◆ Problem description:
Please copy the lines below word for word, including every line, but leave out the pictures.

[Entries from an annotation dataset]
---

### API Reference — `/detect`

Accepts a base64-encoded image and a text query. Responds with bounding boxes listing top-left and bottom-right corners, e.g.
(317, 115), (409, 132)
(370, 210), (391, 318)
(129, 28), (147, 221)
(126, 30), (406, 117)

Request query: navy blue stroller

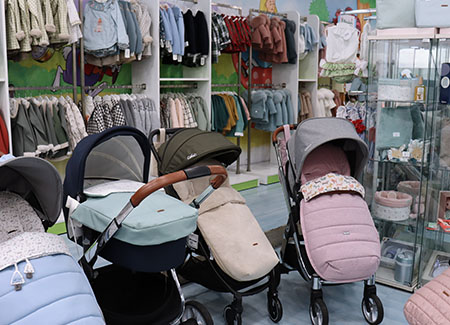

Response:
(64, 127), (227, 325)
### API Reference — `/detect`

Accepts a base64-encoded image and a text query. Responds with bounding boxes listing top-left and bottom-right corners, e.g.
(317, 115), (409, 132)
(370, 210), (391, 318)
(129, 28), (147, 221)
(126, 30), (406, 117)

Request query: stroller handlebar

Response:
(130, 165), (228, 207)
(272, 124), (295, 144)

---

◆ The reply:
### API Reference — `/detect`

Accepts a base64-encoded image and a text query. Responds with bounding boxes listing top-left and bottom-right corners, e.g.
(317, 115), (409, 132)
(370, 210), (391, 318)
(129, 28), (147, 221)
(126, 30), (406, 117)

Request query: navy blue stroller


Response:
(64, 127), (227, 325)
### API Reference — `/detect`

Accepts a base64-encoded image and a text query. Responds with bounding boxes listing top-left and bottom-right corners, e.g.
(317, 115), (409, 132)
(370, 210), (391, 318)
(129, 28), (147, 221)
(126, 30), (406, 117)

Request query: stroller handlebar

Response:
(130, 165), (228, 207)
(272, 124), (295, 144)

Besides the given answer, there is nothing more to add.